• [Aufgabenstellung] In welchem Raum tagte der Verfassungskonvent laut dem Textauszug über Herrenchiemsee?

Des Blättchens 11. Jahrgang (XI), Berlin, 4. August 2008, Heft 16

Herrenchiemsee-Festspiele

von Dieter Braeg

Am 10. August 1948 eröffnete der Leiter der bayerischen Staatskanzlei Anton Pfeiffer als geschäftsmäßiger Leiter den deutschen Verfassungskonvent, der bis zum 23. August 1948 im ehemaligen Augustiner-Chorherrenstift auf der Insel Herrenchiemsee im Zimmer Nr. 7 – dem ehemaligen Speisezimmer König Ludwig II. – tagte.
Die »westlichen« Bundesländer hatten je einen Experten delegiert, da-zu kamen etwa zwanzig Juristen, Politiker und Verwaltungsfachleute. Der Vorsitzende der Stadtverordnetenversammlung von Berlin, Otto Suhr nahm als Gast teil. Nach einer einführenden Plenardebatte teilte sich das Gremium in drei Unterausschüsse und arbeitete einen Entwurf des Grundgesetzes aus – den »Chiemseer Entwurf«. Dieser war Grundlage der Beschlüsse zum Grundgesetz des Parlamentarischen Rates in Bonn. Zwei »Hauptgedanken« aus diesem Entwurf seien hier zitiert:
Es gibt kein Volksbegehren. Einen Volksentscheid gibt es nur bei Änderungen des Grundgesetzes.
Eine Änderung des Grundgesetzes, durch die die freiheitliche und demokratische Grundordnung beseitigt würde, ist unzulässig.

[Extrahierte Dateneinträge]

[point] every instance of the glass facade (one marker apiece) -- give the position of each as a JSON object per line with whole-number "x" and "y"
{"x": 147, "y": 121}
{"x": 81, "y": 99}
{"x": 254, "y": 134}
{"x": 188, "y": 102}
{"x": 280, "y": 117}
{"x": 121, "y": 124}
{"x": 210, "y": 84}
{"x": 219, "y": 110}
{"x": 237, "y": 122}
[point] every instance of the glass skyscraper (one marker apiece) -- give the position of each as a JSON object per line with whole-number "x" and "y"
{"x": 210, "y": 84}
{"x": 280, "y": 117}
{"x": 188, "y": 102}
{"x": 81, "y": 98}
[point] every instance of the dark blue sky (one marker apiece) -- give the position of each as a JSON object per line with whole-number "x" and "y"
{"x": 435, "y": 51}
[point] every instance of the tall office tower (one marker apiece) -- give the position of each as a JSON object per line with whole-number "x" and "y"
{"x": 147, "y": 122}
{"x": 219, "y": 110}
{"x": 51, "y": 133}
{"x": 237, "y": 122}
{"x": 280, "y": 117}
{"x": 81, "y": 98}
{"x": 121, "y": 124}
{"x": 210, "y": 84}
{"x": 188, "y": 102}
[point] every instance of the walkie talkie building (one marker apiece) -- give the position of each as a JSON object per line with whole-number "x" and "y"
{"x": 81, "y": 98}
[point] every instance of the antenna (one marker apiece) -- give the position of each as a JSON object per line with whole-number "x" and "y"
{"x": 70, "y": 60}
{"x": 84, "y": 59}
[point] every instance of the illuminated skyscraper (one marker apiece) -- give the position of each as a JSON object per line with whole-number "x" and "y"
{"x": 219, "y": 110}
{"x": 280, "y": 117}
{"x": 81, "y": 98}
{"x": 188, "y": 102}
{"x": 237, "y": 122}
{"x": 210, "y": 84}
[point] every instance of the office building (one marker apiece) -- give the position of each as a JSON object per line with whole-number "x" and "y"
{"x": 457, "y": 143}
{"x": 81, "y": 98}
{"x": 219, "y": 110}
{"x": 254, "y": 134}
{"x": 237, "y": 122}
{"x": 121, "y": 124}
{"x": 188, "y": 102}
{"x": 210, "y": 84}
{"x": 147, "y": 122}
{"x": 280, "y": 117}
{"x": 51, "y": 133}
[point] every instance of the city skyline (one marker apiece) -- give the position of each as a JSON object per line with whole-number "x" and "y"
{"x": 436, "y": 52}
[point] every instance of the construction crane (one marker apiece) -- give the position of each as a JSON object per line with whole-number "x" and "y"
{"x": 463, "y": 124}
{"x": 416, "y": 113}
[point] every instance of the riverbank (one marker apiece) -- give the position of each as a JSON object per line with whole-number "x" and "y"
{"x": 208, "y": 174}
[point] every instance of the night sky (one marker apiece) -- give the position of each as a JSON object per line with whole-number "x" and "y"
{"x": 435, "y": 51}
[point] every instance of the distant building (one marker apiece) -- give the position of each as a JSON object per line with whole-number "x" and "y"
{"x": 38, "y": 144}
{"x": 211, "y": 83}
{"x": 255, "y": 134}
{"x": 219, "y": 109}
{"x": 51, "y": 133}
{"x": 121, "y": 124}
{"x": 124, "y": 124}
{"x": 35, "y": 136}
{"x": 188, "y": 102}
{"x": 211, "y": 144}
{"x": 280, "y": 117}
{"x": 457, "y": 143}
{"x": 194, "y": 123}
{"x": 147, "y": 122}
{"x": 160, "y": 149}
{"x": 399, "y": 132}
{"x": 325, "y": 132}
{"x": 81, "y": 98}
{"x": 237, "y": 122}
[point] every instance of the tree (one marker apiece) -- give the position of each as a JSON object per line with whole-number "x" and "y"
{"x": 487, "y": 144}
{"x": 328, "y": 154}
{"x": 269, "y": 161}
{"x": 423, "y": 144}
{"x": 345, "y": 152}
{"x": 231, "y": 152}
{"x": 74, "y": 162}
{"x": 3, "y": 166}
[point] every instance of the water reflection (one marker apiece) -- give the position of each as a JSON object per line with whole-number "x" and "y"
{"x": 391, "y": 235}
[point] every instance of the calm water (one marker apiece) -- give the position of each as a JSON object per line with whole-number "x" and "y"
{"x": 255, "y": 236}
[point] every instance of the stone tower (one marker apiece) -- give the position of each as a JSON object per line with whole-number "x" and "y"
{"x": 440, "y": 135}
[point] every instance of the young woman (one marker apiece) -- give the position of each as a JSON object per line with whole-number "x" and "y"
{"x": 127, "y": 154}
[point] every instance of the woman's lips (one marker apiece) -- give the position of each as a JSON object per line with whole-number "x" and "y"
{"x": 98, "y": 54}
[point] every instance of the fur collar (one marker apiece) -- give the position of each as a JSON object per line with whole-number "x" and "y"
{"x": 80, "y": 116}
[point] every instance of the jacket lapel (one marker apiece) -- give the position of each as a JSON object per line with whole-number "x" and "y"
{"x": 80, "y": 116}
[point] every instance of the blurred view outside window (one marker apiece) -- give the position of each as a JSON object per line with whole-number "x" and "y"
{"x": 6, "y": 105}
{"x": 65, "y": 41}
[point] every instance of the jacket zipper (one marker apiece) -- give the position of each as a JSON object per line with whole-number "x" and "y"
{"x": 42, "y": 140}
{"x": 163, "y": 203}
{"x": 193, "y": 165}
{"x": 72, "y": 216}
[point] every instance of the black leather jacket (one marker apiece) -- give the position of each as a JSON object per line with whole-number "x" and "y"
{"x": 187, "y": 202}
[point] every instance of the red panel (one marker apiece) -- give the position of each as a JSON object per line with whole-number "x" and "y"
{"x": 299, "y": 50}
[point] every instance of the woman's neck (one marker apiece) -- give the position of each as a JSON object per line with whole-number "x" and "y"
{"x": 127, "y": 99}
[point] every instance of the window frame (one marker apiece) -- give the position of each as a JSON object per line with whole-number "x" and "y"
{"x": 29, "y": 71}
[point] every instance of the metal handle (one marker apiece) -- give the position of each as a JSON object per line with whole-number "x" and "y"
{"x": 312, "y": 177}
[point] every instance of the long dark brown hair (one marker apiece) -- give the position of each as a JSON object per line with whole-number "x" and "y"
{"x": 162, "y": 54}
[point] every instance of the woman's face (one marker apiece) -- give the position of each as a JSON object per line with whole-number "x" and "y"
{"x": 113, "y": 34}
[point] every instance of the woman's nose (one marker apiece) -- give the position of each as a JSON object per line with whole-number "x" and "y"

• [Erwartete Antwort] Im Zimmer Nr. 7, dem ehemaligen Speisezimmer König Ludwig II.